• hadoop深入研究:(十六)——Avro序列化与反序列化


    转载请写明来源地址:http://blog.csdn.net/lastsweetop/article/details/9773233

    所有源码在github上,https://github.com/lastsweetop/styhadoop

     

    使用avro在很多情况下是对原有系统的改造,框架格式都已经定义好了,我们只能直接用avro对原有数据进行整合。(如果是新建系统,最好还是用avro的datafile,下一章讲datafile)

    准备工作

    将一下schema保存成文件StringPair.avsc,放在src/test/resources目录下
    {
        "type":"record",
        "name":"StringPair",
        "doc":"A pair of strings",
        "fields":[
            {"name":"left","type":"string"},
            {"name":"right","type":"string"}
        ]
    }
    引入最新版本的avro时要主要,最新的avro包为1.7.4,依赖org.codehaus.jackson:jackson-core-asl:1.8.8包,但是maven库中已经没有该版本
    所以要换成其他版本
        <dependency>
                    <groupId>org.codehaus.jackson</groupId>
                    <artifactId>jackson-core-asl</artifactId>
                    <version>1.9.9</version>
                </dependency>
    如果你用的时1.0.4版本的hadoop(或者其他版本),依赖于jackson-mapper-asl,如果与jackson-core-asl版本不一致就会产生找不到方法等异常
    你需要入引入相同版本
                <dependency>
                    <groupId>org.codehaus.jackson</groupId>
                    <artifactId>jackson-mapper-asl</artifactId>
                    <version>1.9.9</version>
                </dependency>

    generic方式

    这一节我们用代码讲解
    package com.sweetop.styhadoop;
    
    import junit.framework.Assert;
    import org.apache.avro.Schema;
    import org.apache.avro.generic.GenericData;
    import org.apache.avro.generic.GenericDatumReader;
    import org.apache.avro.generic.GenericDatumWriter;
    import org.apache.avro.generic.GenericRecord;
    import org.apache.avro.io.*;
    import org.junit.Test;
    
    import java.io.ByteArrayOutputStream;
    import java.io.File;
    import java.io.IOException;
    
    /**
     * Created with IntelliJ IDEA.
     * User: lastsweetop
     * Date: 13-8-5
     * Time: 下午7:59
     * To change this template use File | Settings | File Templates.
     */
    public class TestGenericMapping {
        @Test
        public void test() throws IOException {
            //将schema从StringPair.avsc文件中加载
            Schema.Parser parser = new Schema.Parser();
            Schema schema = parser.parse(getClass().getResourceAsStream("/StringPair.avsc"));
    
            //根据schema创建一个record示例
            GenericRecord datum = new GenericData.Record(schema);
            datum.put("left", "L");
            datum.put("right", "R");
    
    
            ByteArrayOutputStream out = new ByteArrayOutputStream();
            //DatumWriter可以将GenericRecord变成edncoder可以理解的类型
            DatumWriter<GenericRecord> writer = new GenericDatumWriter<GenericRecord>(schema);
            //encoder可以将数据写入流中,binaryEncoder第二个参数是重用的encoder,这里不重用,所用传空
            Encoder encoder = EncoderFactory.get().binaryEncoder(out, null);
            writer.write(datum,encoder);
            encoder.flush();
            out.close();
    
            DatumReader<GenericRecord> reader=new GenericDatumReader<GenericRecord>(schema);
            Decoder decoder=DecoderFactory.get().binaryDecoder(out.toByteArray(),null);
            GenericRecord result=reader.read(null,decoder);
            Assert.assertEquals("L",result.get("left").toString());
            Assert.assertEquals("R",result.get("right").toString());
        }
    }

    result.get返回的是utf-8格式,需要调用toString方法,才能和字符串一致。

数据集 —
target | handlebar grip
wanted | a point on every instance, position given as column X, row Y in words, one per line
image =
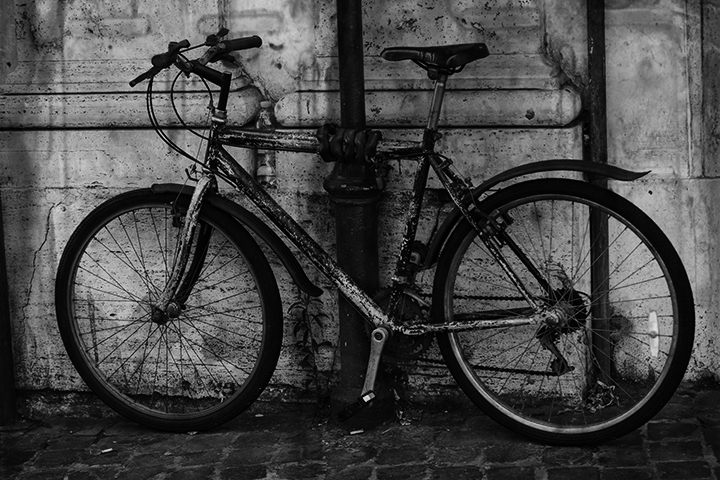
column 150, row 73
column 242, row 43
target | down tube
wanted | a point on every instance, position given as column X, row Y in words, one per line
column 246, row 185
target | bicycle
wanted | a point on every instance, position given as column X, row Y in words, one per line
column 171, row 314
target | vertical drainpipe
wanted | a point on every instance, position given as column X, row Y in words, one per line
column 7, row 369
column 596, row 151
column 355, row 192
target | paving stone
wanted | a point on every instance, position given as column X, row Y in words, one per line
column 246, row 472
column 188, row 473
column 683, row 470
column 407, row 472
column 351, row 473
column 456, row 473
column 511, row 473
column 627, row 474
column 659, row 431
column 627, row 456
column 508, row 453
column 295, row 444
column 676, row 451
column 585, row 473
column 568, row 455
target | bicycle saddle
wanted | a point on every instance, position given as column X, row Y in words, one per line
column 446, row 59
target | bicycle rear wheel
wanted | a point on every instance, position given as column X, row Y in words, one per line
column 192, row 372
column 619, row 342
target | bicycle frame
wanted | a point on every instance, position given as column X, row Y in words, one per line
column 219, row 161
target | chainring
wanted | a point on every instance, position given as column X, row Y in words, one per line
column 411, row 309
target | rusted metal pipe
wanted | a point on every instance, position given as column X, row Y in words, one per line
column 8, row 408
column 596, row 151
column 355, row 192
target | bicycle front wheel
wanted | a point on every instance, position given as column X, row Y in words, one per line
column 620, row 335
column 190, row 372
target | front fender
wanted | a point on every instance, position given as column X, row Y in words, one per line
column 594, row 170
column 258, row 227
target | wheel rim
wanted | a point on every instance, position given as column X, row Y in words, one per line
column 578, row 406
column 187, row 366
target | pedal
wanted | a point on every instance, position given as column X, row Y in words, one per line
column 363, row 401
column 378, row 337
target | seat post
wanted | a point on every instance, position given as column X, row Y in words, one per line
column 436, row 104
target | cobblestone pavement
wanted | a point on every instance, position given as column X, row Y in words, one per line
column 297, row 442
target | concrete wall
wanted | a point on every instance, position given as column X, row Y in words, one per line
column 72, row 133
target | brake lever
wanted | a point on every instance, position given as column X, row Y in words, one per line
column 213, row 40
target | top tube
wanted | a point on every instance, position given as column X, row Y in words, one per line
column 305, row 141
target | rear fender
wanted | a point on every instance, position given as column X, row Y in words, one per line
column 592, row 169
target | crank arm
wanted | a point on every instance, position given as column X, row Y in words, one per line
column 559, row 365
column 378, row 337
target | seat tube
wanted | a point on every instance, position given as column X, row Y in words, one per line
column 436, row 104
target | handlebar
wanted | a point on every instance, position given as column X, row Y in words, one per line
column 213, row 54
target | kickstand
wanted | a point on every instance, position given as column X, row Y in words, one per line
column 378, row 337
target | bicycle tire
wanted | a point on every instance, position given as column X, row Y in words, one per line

书面练习 1 — 按照选文的说法,引入avro 1.7.4时为什么必须换用其他版本的jackson-core-asl?
书面练习 2 —
判断下列说法是否与选文一致,各答"是"或"否",并准确引用选文中起决定作用的原话:
(a) StringPair.avsc文件应放在src/main/resources目录下。
(b) 示例代码调用binaryEncoder时,第二个参数传空,因为这里不重用encoder。
(c) result.get返回的值不需要调用toString就能与字符串一致。

完整回答 1 — 因为avro 1.7.4依赖的org.codehaus.jackson:jackson-core-asl:1.8.8在maven库中已经没有了。

完整回答 2 —
(a) 否。"放在src/test/resources目录下"
(b) 是。"binaryEncoder第二个参数是重用的encoder,这里不重用,所用传空"
(c) 否。"需要调用toString方法,才能和字符串一致"